### TASK A
Substitute "black" for "gray" wherever it occurs in the Wordle article between "Wordle gives players" and "to solve it.", inclusive, and write out that passage with the change.

Solving Wordle using Regex (and a little bit of Python)¶

For debugging the algorithm, I'm using the wonderful "Wordle Archive" game. If you haven't checked it out yet, you can find it here: https://metzger.media/games/wordle-archive

Give Me the Words¶

The rules of the game is to guess the daily 5-letter English word. To start playing around with grep, we'll need to first obtain a dataset of, well, 5-letter English words.

The first result of my Google query gets me to this list: https://github.com/first20hours/google-10000-english, which gets me the most frequent 10,000 English words with the added bonus of filtering out the swear words (I'm assuming it's a family-friendly game so I welcome the narrowed search-space)

In [1]:
url = 'https://raw.githubusercontent.com/first20hours/google-10000-english/master/google-10000-english-usa-no-swears-medium.txt'

!mkdir -p data
!wget -q {url} -P data

Let the Game Begin¶

For those of you who managed to escape the mania, here are the rules from cnet:

Wordle gives players six chances to guess a randomly selected five-letter word. If you have the right letter in the right spot, it shows up green. A correct letter in the wrong spot shows up yellow. A letter that isn't in the word in any spot shows up gray.

Let's run some guesses on the word of 1/23/2022 just to get something to start with.

image.png

Subsequent guesses here are not valid candidates (for example mouse is not a valid guess as we already know from the gray E in snake the E is not in the word), but that should be enough to build some intuition on how to solve it.

### TASK B
Rewrite the listing between the lines holding "Please segment every instance of the pastel" and "POLYGON ((560 6, 0", inclusive, keeping the requests and format samples unchanged. Multiply every coordinate in the answer polygons by 1.55 and round each result to a whole number, with halves rounded up.

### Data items
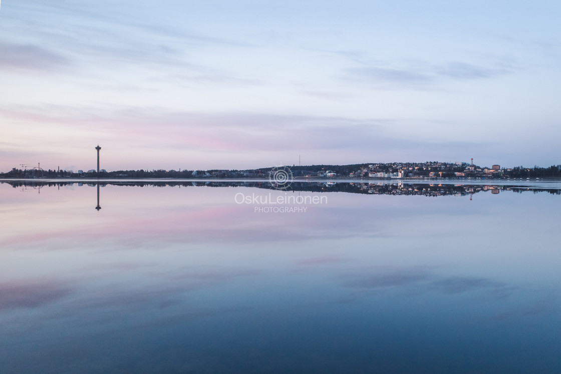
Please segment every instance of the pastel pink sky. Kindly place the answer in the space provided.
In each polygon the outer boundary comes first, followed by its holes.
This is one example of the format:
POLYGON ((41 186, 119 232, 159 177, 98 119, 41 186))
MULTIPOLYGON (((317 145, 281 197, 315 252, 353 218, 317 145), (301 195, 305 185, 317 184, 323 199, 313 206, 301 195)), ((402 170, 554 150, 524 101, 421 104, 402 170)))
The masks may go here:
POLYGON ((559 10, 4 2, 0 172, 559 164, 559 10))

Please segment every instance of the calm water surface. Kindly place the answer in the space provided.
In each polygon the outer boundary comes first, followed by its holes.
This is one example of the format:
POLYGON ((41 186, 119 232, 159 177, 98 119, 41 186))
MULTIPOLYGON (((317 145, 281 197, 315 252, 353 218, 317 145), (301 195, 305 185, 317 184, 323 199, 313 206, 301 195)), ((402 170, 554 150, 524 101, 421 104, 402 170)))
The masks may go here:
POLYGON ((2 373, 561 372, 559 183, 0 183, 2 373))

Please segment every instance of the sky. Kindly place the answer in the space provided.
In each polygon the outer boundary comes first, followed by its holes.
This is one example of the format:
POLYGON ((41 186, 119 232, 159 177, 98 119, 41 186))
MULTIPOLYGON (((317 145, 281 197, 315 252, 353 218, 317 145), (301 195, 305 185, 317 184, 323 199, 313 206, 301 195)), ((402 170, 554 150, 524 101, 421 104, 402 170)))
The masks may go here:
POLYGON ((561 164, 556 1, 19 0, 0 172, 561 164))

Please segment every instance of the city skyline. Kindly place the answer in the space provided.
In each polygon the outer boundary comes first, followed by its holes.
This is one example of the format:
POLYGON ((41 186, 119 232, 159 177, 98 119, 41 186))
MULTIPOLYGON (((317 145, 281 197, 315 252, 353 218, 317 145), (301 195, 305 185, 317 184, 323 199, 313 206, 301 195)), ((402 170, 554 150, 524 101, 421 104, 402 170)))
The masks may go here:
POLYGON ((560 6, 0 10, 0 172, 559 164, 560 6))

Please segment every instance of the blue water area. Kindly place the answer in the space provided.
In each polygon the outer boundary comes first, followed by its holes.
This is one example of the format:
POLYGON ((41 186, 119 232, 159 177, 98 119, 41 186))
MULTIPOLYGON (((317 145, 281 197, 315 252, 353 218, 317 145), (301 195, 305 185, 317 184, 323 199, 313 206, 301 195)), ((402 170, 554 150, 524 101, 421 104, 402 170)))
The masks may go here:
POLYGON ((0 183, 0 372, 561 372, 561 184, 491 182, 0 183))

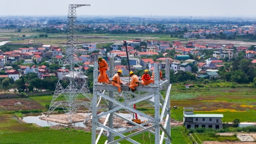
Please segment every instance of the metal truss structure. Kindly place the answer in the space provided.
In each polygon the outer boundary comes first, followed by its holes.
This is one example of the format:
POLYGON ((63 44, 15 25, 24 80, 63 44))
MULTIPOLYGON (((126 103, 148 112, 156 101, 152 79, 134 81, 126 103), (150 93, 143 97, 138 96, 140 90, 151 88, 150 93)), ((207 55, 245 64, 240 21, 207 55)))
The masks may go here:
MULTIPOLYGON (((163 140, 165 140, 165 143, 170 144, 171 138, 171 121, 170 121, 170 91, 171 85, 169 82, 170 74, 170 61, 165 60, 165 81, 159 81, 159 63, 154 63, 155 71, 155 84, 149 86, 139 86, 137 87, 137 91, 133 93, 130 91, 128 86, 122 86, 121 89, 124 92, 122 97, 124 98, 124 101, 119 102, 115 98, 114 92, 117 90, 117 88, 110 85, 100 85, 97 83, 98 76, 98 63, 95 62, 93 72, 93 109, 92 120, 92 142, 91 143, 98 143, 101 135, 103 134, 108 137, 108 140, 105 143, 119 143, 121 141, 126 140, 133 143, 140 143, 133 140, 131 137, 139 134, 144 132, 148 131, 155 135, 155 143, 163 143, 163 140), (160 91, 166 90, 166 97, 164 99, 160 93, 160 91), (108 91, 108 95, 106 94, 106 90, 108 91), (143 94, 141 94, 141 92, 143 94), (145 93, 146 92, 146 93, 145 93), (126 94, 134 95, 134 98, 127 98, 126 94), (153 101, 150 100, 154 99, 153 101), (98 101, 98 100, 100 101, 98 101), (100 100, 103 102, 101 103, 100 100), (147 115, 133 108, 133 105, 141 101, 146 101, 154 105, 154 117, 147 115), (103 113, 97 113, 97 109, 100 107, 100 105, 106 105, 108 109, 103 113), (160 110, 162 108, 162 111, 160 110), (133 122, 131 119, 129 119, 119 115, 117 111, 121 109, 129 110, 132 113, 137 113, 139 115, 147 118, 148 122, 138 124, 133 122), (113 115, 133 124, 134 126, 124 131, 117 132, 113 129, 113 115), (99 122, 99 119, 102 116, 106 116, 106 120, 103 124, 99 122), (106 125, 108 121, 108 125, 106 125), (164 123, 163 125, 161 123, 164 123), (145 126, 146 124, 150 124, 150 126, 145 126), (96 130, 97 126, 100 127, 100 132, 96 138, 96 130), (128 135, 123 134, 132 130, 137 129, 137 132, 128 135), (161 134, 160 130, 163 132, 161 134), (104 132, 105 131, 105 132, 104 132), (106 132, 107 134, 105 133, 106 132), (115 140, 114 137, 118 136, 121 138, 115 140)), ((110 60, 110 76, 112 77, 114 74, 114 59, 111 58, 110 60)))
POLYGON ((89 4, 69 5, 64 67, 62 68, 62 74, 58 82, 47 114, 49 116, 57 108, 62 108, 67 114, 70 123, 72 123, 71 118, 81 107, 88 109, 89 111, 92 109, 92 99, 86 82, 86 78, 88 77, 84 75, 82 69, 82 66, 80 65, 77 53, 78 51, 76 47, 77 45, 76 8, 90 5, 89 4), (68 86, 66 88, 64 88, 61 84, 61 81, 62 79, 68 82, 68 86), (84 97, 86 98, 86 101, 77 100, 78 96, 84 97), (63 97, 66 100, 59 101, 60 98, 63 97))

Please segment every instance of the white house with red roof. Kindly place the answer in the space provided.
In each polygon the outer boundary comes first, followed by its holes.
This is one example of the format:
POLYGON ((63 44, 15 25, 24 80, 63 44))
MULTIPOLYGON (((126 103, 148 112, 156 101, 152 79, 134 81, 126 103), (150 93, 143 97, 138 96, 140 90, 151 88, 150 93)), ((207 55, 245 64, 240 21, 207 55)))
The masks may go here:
==
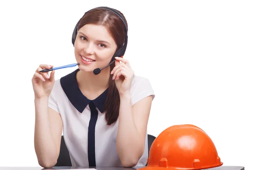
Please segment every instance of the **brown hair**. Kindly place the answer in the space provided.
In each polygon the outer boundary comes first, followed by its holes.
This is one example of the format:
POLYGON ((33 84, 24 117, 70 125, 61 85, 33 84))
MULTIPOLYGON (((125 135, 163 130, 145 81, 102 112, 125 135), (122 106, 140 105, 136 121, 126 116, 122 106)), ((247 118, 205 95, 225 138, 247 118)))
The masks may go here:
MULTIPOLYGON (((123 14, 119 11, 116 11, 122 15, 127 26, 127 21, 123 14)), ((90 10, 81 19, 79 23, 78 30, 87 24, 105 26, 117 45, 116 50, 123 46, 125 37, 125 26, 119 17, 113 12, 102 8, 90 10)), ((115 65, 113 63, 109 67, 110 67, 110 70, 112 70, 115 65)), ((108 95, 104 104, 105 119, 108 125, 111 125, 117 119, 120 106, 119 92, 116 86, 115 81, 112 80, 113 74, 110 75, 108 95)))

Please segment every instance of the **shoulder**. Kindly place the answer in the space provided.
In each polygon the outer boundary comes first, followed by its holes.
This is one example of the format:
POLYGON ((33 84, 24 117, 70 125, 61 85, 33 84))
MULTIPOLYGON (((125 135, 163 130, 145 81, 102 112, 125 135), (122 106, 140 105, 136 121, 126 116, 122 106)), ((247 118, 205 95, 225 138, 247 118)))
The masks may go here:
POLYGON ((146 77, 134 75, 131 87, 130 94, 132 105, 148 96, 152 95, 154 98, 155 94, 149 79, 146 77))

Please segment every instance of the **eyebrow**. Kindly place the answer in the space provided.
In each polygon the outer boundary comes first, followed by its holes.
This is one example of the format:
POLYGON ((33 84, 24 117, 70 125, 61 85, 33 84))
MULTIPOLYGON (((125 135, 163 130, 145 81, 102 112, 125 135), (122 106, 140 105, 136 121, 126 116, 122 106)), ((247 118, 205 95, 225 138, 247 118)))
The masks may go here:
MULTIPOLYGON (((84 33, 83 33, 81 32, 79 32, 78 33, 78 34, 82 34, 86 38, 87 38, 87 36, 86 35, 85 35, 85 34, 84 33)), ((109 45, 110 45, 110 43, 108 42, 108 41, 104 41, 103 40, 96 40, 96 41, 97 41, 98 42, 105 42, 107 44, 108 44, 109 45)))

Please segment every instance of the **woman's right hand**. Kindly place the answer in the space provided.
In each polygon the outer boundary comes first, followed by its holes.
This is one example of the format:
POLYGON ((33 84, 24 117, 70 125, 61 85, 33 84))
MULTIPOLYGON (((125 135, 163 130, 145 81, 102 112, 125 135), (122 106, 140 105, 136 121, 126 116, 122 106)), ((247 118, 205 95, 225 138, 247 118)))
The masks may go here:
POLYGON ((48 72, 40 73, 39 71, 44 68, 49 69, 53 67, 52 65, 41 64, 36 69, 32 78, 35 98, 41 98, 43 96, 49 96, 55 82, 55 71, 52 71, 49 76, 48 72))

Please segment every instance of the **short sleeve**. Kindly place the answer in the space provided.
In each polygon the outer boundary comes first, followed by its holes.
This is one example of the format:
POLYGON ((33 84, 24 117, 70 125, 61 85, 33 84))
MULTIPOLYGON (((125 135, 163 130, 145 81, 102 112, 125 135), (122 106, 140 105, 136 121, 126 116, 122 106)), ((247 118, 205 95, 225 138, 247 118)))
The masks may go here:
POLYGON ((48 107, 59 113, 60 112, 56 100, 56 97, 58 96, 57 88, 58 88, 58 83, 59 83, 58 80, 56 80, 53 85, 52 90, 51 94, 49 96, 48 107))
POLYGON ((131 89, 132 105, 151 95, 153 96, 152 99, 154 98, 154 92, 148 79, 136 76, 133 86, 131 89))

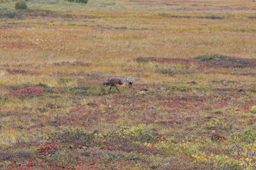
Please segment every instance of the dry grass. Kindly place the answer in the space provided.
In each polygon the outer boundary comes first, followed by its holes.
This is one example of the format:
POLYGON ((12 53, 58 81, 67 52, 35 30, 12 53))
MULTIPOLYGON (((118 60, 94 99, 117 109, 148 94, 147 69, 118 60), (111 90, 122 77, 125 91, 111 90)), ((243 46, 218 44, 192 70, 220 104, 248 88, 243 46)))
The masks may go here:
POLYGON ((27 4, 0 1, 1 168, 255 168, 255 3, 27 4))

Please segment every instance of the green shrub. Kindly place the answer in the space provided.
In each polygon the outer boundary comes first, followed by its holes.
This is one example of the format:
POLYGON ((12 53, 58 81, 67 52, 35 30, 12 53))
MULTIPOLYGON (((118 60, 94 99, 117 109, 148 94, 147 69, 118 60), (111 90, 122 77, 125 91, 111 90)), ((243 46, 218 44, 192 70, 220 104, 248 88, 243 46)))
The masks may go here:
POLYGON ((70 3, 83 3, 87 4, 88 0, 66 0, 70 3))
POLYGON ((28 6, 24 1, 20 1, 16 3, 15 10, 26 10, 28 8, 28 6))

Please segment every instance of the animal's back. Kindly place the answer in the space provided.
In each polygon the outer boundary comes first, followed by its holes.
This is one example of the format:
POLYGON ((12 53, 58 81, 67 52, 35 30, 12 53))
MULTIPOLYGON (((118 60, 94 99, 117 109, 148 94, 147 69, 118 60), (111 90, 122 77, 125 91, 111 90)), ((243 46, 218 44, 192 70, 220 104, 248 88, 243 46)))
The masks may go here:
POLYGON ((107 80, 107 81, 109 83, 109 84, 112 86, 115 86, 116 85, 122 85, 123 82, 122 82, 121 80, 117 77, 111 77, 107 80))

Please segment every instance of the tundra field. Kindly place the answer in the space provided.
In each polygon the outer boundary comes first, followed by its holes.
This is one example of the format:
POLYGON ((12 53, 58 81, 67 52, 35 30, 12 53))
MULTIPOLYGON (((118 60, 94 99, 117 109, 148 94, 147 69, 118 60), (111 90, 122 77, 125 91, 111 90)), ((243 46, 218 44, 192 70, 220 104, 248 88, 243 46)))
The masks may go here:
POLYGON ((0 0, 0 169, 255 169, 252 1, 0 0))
---
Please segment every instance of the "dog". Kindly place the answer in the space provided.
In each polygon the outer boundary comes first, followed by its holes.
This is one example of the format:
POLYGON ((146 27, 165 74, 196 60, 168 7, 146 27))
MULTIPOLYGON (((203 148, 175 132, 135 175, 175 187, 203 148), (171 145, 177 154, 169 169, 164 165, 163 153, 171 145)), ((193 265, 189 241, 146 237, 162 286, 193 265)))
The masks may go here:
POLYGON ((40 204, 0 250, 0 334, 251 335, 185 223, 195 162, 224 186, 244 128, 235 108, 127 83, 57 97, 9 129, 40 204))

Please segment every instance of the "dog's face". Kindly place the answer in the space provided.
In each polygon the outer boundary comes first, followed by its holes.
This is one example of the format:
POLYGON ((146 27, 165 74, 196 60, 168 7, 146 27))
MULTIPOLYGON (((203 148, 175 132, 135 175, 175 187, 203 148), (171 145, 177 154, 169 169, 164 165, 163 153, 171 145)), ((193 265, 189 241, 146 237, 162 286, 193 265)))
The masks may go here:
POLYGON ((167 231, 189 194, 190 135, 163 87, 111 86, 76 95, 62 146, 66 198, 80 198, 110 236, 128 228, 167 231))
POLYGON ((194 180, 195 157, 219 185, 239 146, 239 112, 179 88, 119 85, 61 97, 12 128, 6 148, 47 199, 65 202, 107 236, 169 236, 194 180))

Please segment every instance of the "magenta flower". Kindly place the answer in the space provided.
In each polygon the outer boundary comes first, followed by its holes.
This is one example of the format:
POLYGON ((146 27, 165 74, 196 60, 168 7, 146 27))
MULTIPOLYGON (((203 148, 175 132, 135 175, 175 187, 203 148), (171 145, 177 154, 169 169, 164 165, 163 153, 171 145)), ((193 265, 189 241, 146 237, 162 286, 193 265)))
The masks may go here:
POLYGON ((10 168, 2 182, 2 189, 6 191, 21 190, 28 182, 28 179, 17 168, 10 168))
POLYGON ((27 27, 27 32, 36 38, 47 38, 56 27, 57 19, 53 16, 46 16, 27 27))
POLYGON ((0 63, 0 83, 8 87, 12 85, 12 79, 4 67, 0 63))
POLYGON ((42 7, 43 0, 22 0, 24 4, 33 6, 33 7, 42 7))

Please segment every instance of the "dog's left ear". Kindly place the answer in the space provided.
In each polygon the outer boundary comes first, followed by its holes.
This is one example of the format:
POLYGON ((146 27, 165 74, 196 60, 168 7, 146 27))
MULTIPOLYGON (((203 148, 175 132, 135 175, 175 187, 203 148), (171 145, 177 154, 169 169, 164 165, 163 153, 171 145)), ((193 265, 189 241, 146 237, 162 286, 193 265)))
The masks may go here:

### WRITTEN REPLY A
Wordle gives players six chances to guess a randomly selected five-letter word. If you have the right letter in the right spot, it shows up green. A correct letter in the wrong spot shows up yellow. A letter that isn't in the word in any spot shows up black.

Let's run some guesses on the word of 1/23/2022 just to get something to start with.

image.png

Subsequent guesses here are not valid candidates (for example mouse is not a valid guess as we already know from the black E in snake the E is not in the word), but that should be enough to build some intuition on how to solve it.

### WRITTEN REPLY B
Please segment every instance of the pastel pink sky. Kindly place the answer in the space provided.
In each polygon the outer boundary comes first, followed by its holes.
This is one example of the format:
POLYGON ((41 186, 119 232, 159 177, 98 119, 41 186))
MULTIPOLYGON (((317 145, 281 197, 315 252, 353 218, 317 145), (301 195, 305 185, 317 184, 323 199, 313 206, 301 195)), ((402 170, 554 150, 524 101, 421 104, 402 170)))
The masks may go here:
POLYGON ((866 16, 6 3, 0 267, 866 254, 866 16))

Please segment every instance of the calm water surface. Kindly place the answer in the space provided.
In each polygon the outer boundary comes first, followed by its holes.
This is one example of the format:
POLYGON ((41 186, 119 232, 159 177, 98 119, 41 186))
MULTIPOLYGON (((317 145, 281 197, 315 252, 353 218, 317 145), (301 195, 305 185, 317 184, 323 199, 313 206, 301 195)), ((402 170, 554 150, 524 101, 421 104, 402 170)))
The masks may go here:
POLYGON ((3 578, 870 577, 866 284, 0 284, 3 578))

Please segment every instance of the sky. Kindly place the answer in the space provided.
In each polygon the outer boundary comes first, followed by its holes.
This is one example of the format:
POLYGON ((41 186, 119 232, 159 177, 98 119, 41 186))
MULTIPOLYGON (((317 145, 281 197, 315 252, 353 218, 317 145), (301 195, 305 185, 317 184, 323 199, 313 206, 301 195)), ((402 170, 554 150, 524 101, 421 104, 402 170)))
The masks may go here:
POLYGON ((870 254, 862 2, 29 0, 0 267, 870 254))

Please segment every instance of the city skyline. Kindly place the answer in the space provided.
In each polygon the outer boundary comes first, followed by its holes.
This is one example of the format:
POLYGON ((41 186, 119 232, 159 177, 98 119, 41 186))
MULTIPOLYGON (((317 145, 281 197, 315 252, 353 218, 317 145), (301 195, 305 185, 317 184, 323 199, 313 206, 301 195)), ((402 170, 554 150, 524 101, 421 104, 402 170)))
The masks may go here:
POLYGON ((868 9, 0 16, 0 267, 866 254, 868 9))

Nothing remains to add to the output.